Task to complete:
Reproduce the data below verbatim, from its beginning through the line holding "positive clicks: (144, 107)", inclusive. Omit the pictures from your answer.

[Stored dataset items]

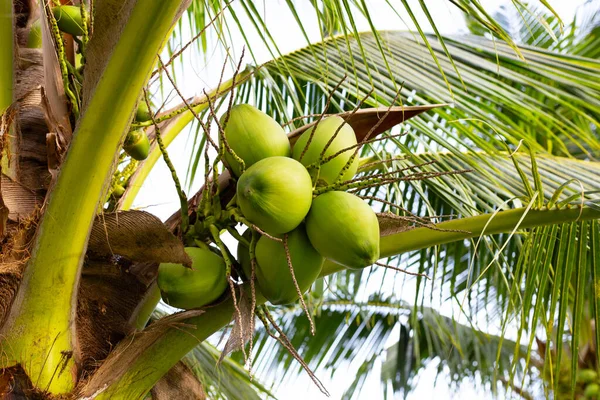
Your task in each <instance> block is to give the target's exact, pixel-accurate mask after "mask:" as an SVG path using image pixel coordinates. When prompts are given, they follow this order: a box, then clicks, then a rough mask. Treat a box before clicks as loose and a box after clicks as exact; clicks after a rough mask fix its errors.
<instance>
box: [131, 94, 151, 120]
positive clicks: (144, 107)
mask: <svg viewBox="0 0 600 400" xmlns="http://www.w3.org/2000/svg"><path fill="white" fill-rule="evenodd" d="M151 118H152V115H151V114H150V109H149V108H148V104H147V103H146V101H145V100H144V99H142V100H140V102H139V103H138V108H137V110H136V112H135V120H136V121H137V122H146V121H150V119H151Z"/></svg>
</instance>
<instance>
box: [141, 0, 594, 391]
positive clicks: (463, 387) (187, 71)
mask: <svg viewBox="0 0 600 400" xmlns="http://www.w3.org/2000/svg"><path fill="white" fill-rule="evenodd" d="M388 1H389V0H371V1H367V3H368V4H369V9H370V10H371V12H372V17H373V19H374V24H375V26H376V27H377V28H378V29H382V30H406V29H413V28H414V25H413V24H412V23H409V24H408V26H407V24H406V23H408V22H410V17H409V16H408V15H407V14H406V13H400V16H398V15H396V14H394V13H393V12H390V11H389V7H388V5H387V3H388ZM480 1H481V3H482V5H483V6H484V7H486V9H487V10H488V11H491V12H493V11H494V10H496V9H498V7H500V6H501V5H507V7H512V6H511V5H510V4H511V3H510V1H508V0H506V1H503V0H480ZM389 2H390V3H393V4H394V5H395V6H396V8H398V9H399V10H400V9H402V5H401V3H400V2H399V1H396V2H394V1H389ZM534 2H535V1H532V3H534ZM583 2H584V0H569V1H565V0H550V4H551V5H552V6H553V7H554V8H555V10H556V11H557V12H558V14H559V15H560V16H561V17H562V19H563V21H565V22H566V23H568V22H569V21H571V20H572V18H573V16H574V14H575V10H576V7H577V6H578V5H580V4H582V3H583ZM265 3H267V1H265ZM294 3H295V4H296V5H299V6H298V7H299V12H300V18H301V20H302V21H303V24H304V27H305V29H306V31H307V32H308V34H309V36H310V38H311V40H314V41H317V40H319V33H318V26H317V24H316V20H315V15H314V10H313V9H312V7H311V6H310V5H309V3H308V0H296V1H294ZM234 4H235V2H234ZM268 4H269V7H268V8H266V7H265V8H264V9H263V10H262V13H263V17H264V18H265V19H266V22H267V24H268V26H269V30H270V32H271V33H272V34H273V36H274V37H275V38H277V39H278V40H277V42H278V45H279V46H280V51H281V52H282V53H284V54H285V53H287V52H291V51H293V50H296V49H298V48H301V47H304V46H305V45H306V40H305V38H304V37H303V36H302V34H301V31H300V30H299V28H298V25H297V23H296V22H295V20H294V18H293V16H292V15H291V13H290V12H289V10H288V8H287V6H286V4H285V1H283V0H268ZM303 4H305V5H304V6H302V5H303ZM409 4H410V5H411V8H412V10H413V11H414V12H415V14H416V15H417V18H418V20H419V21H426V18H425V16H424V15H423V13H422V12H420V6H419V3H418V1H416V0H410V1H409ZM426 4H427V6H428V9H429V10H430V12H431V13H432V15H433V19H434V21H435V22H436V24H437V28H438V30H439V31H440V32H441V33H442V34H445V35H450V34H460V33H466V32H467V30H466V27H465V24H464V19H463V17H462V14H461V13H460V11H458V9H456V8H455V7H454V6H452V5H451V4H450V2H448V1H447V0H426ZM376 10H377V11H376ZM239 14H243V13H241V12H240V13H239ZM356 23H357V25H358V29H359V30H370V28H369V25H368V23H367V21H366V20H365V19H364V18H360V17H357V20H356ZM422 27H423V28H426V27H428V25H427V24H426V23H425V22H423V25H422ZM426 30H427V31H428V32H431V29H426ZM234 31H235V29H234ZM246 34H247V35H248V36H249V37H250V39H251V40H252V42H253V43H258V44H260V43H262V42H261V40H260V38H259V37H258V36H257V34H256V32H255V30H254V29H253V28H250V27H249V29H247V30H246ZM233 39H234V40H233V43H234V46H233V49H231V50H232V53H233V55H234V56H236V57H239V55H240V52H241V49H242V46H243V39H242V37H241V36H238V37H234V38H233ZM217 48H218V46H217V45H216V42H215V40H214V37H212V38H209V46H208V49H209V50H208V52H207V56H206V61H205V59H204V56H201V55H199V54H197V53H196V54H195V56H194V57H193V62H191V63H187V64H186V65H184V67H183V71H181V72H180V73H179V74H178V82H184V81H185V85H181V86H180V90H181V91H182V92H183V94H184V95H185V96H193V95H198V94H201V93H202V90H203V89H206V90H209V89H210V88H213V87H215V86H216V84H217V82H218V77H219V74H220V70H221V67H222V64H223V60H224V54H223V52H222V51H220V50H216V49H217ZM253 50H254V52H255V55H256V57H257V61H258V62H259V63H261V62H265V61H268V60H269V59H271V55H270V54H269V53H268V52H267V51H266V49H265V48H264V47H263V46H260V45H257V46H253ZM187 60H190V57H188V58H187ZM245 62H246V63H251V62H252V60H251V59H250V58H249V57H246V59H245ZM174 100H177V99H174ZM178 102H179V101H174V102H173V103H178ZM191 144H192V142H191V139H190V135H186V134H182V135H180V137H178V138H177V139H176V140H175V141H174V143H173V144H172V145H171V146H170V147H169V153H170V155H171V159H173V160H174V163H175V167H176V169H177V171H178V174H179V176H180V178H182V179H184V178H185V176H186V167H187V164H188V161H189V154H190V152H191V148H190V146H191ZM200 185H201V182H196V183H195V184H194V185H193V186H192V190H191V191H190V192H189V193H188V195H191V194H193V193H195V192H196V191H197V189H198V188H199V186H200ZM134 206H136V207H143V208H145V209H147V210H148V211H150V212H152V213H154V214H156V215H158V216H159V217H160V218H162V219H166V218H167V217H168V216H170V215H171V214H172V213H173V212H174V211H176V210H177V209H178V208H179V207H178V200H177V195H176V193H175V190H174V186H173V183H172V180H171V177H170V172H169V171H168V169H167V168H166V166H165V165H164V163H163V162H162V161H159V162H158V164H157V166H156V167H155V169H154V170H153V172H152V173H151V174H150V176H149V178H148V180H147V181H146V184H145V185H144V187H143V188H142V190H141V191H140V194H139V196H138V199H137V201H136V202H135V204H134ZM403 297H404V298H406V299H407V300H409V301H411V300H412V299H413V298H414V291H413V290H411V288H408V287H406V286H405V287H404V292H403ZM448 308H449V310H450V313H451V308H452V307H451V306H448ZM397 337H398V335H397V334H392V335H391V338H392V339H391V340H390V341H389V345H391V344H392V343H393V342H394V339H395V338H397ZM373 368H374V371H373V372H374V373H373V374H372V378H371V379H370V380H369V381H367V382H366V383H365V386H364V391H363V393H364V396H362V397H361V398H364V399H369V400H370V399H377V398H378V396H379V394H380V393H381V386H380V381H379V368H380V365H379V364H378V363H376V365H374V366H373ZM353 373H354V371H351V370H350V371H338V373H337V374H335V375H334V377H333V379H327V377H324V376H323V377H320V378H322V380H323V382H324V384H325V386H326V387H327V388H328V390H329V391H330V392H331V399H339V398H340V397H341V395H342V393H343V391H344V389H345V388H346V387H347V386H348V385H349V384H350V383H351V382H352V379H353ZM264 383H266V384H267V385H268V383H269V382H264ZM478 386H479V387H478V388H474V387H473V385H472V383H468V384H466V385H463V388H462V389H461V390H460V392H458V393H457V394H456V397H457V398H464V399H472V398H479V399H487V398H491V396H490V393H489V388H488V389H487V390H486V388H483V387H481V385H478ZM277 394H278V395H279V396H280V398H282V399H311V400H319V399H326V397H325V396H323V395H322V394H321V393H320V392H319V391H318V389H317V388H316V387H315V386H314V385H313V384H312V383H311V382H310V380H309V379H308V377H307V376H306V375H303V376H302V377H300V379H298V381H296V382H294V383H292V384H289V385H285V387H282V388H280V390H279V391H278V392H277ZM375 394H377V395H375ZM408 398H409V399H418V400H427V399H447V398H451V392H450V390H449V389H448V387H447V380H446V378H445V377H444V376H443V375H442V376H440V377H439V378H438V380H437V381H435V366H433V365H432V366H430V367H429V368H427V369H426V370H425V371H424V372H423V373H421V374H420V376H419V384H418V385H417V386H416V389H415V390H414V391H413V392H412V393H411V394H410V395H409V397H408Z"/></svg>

Finished exercise:
Your task in each <instance> block is to give the target's exact, pixel-accurate mask after "mask:" as an SVG path using image pixel coordinates. When prompts are given, they follow this order: a box, then clicks, then a rough mask. Treat a box before clicks as loose and a box after clicks as exact; clicks after a rough mask fix its errors.
<instance>
box: [131, 94, 151, 120]
positive clicks: (144, 107)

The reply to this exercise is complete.